## start
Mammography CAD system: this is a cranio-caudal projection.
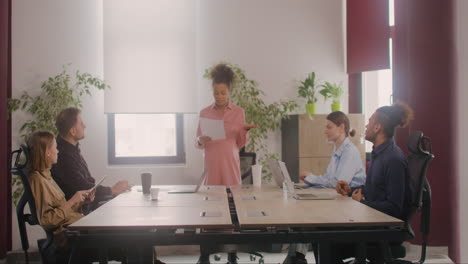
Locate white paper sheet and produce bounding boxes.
[200,117,226,140]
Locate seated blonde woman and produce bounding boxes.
[28,131,94,260]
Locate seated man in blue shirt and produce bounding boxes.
[334,103,413,262]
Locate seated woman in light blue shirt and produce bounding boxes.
[283,111,366,264]
[299,111,366,189]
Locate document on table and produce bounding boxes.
[200,117,226,140]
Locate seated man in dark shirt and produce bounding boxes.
[336,103,413,220]
[336,103,413,262]
[51,108,130,210]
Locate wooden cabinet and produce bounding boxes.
[281,114,365,182]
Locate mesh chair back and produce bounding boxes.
[406,131,434,237]
[9,145,53,258]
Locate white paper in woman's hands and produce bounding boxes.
[200,117,226,140]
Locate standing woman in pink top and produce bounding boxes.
## end
* **WHAT THIS TASK INVOLVES**: Rewrite all of the records above so that every instance of "produce" becomes "draw", with everything else left as it is. Omit the pictures from your answer.

* **SOLVED EXERCISE**:
Mammography CAD system: this is a cranio-caudal projection.
Locate white paper sheet and draw bounding boxes.
[200,117,226,140]
Locate seated blonde woman and draw bounding boxes.
[28,131,94,260]
Locate seated man in blue shirt and draw bounding boxes.
[334,103,413,262]
Locate seated woman in light blue shirt and draw bounding boxes.
[283,111,366,264]
[299,111,366,189]
Locate document on table and draw bounding boxes.
[200,117,226,140]
Locate seated man in dark shirt and draw bounding boxes.
[336,103,413,220]
[336,103,413,262]
[51,108,130,210]
Locate wooden cabinet and draw bounding boxes.
[281,114,365,182]
Locate mesh chair back and draw bounding boxes.
[406,131,434,237]
[9,145,53,258]
Locate white paper in woman's hands and draw bounding boxes.
[200,117,226,140]
Locate standing woman in pink top and draw bounding boxes.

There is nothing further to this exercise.